-- SELECTED EXTRACT --
========================================
Four Jinn Tales to Accompany Our FOLK Issue

We asked, on Twitter, for readers to share stories about their local jinn to pair with our FOLK issue, released earlier this month:

Sagar, Madhya Pradesh, India:

Cardamom capsules on marble

https://unsplash.com/photos/-9LBiiW3xm4
Via Unsplash, The Matter of Food

My grandfather Hakeem Maulvi Chiragh Din was a herbal medicine practitioner, trained in Unani (Greek) medicine. He kept sacks of herbs and spices in the house for his practice. My mother reports that some jinn used to pester him by trickling long lines of cardamom and clove in the house. It got so bad that he one night prayed especially hard—”as if I fought with Allah”—to be freed from the troublesome jinn. This ended the problem.

Shabana Mir

Amran, Yemen

https://almadaniyamag.com/2020/06/04/umm-al-subyan-yemen-saba/
Umm al-Subyan illustrated by Jumana Ashami, from here

Umm al-Subyan is one of the most important mythical creatures in Yemen’s folk heritage. Her name differs from region to region, but she always possesses the same traits and features: She is a female jinn with one leg that of a donkey and the other that of a goat. Of her breasts, one is very long and she flings it over her back while the other is normal. Stories and tales tell of her appearing in the mountains and in abandoned places, and only ever to men whom she then compels to suckle on one of her breasts. If the man chooses her normal breast, Um al-Subyan will treat him as though she were his mother. If he, however, feeds on her other breast, he becomes her lover.

There is no clear explanation as to why Umm al-Subyan is called by that name, but it can be assumed that she got this name because she only appears to men and “al-subyan” in the Yemeni dialect means “male children”. The folk tales say that Umm al-Subyan can take on any shape she wants—she has appeared in the form of the mother, the wife, or a relative of the person she wanted to approach, and even in the form of an animal. She is afraid of fire and of blank bottoms: In the stories, people get rid of Umm al-Subyan by baring their behinds to her so she gets embarrassed and leaves them alone.
========================================
-- EXTRACTED INFORMATION --
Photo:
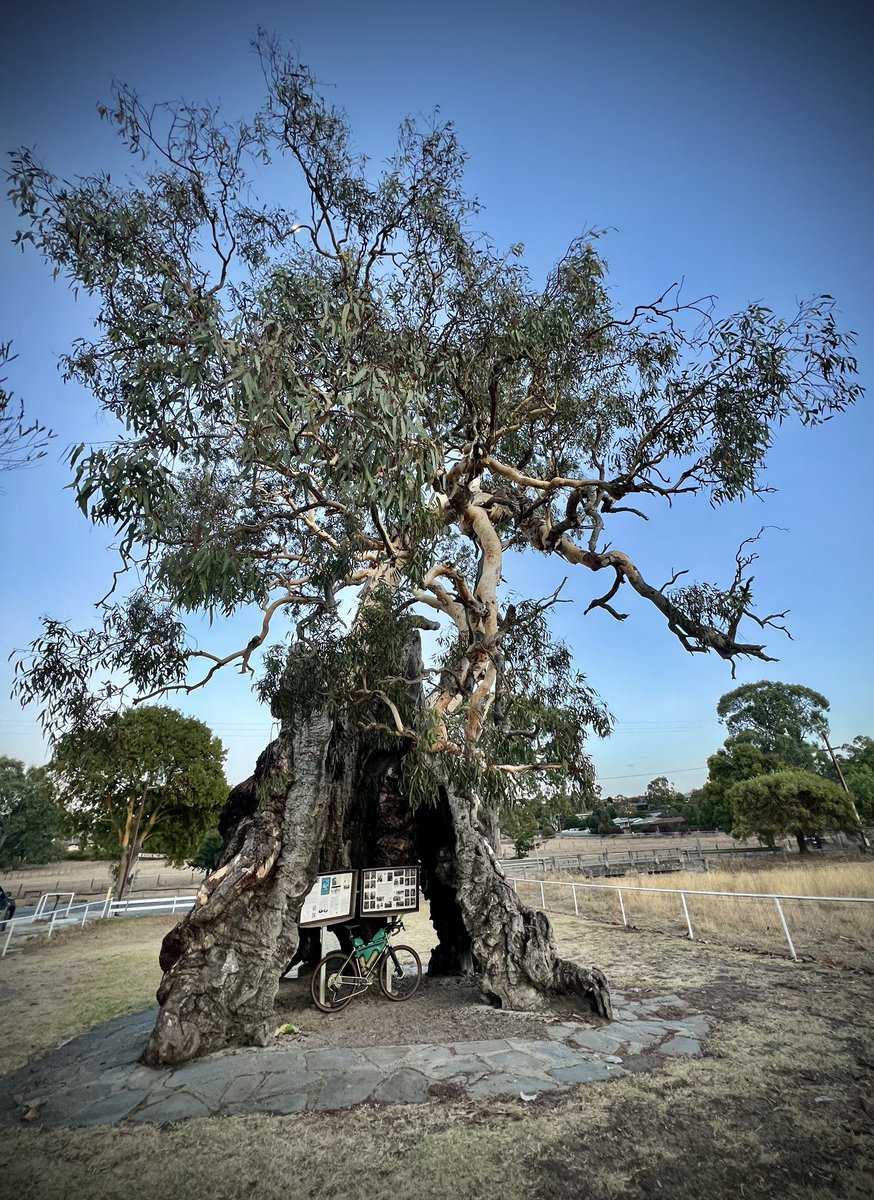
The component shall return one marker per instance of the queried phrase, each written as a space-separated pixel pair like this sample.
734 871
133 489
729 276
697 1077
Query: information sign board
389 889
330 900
========================================
-- TASK PROMPT --
Reproduce, word for word, everything in the piece on jinn tales from "https://unsplash.com/photos/-9LBiiW3xm4" down to "ended the problem.". The data were gathered from a separate source unrelated to the text.

-- TASK SOLUTION --
https://unsplash.com/photos/-9LBiiW3xm4
Via Unsplash, The Matter of Food

My grandfather Hakeem Maulvi Chiragh Din was a herbal medicine practitioner, trained in Unani (Greek) medicine. He kept sacks of herbs and spices in the house for his practice. My mother reports that some jinn used to pester him by trickling long lines of cardamom and clove in the house. It got so bad that he one night prayed especially hard—”as if I fought with Allah”—to be freed from the troublesome jinn. This ended the problem.